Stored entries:
▬▬▬▬▬▬▬▬▬▬
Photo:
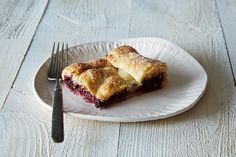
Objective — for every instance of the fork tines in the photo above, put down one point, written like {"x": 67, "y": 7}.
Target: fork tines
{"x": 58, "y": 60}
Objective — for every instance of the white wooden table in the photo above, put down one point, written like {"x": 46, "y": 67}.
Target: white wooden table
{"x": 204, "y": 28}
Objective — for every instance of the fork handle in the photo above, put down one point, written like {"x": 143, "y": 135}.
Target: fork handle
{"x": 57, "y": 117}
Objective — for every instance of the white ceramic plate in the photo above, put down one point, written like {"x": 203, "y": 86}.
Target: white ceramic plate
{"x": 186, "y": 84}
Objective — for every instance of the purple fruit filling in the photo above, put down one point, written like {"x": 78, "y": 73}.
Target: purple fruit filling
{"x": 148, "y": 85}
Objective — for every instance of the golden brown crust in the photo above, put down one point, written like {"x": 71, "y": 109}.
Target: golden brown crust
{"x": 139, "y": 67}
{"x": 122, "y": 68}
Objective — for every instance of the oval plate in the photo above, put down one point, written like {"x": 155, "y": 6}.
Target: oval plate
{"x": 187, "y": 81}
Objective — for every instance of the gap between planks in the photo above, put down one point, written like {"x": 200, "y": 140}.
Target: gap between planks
▬▬▬▬▬▬▬▬▬▬
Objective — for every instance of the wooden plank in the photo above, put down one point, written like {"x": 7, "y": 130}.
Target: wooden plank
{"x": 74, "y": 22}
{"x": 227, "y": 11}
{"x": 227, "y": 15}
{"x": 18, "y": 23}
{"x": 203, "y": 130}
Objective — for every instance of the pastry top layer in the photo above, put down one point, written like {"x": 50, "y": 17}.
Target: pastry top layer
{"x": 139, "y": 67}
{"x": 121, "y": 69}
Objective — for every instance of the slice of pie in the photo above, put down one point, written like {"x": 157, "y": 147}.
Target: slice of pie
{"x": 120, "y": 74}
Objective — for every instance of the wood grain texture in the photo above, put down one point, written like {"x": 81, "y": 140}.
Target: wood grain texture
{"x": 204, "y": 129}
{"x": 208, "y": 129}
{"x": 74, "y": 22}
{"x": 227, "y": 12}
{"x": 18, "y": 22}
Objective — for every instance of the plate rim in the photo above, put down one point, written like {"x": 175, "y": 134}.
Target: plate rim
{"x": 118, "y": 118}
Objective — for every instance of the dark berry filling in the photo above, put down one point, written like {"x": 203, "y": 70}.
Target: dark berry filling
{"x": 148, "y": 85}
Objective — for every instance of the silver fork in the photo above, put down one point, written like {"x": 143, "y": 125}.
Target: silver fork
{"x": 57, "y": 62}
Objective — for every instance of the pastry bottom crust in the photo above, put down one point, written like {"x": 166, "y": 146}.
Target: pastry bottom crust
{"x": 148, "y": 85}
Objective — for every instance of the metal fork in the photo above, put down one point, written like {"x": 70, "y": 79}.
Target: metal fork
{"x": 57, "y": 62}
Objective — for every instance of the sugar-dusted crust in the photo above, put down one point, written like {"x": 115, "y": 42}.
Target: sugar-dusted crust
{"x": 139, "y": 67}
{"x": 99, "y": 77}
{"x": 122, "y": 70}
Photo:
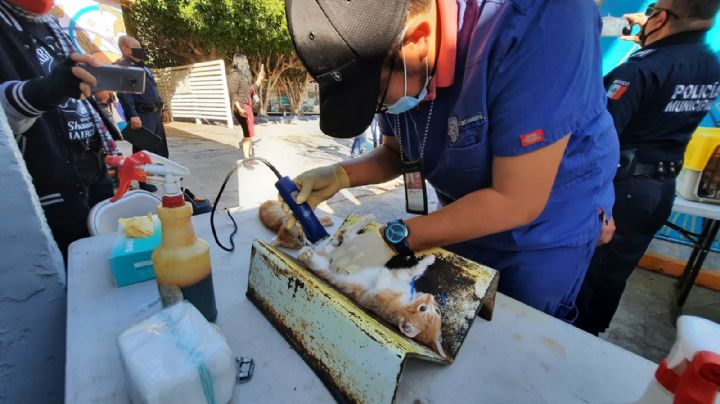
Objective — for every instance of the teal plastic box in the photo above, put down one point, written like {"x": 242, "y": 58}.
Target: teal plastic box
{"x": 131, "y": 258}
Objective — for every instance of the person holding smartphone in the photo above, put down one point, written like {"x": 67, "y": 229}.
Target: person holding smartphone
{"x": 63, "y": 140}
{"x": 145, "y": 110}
▬▬▬▬▬▬▬▬▬▬
Stated problem: Output as a numbered list the lines from the line with "Objective — for every instance of the purple" to the line with "Target: gap between planks", both included, leaving out any blank lines.

Full response:
1. Objective — for every instance of the purple fruit filling in the photo above, put down one point, written like {"x": 78, "y": 73}.
2. Target: purple fruit filling
3. {"x": 148, "y": 85}
4. Objective — for every instance of the golden brown crust in the photo above, put down one point, written like {"x": 71, "y": 109}.
5. Target: golden brown crust
6. {"x": 139, "y": 67}
7. {"x": 122, "y": 68}
8. Objective — for every instance of the oval plate in the photo above, put down one point, written like {"x": 155, "y": 6}.
9. Target: oval plate
10. {"x": 187, "y": 81}
11. Objective — for every instance of the gap between planks in the photo above, put down one point, written like {"x": 200, "y": 140}.
12. Target: gap between planks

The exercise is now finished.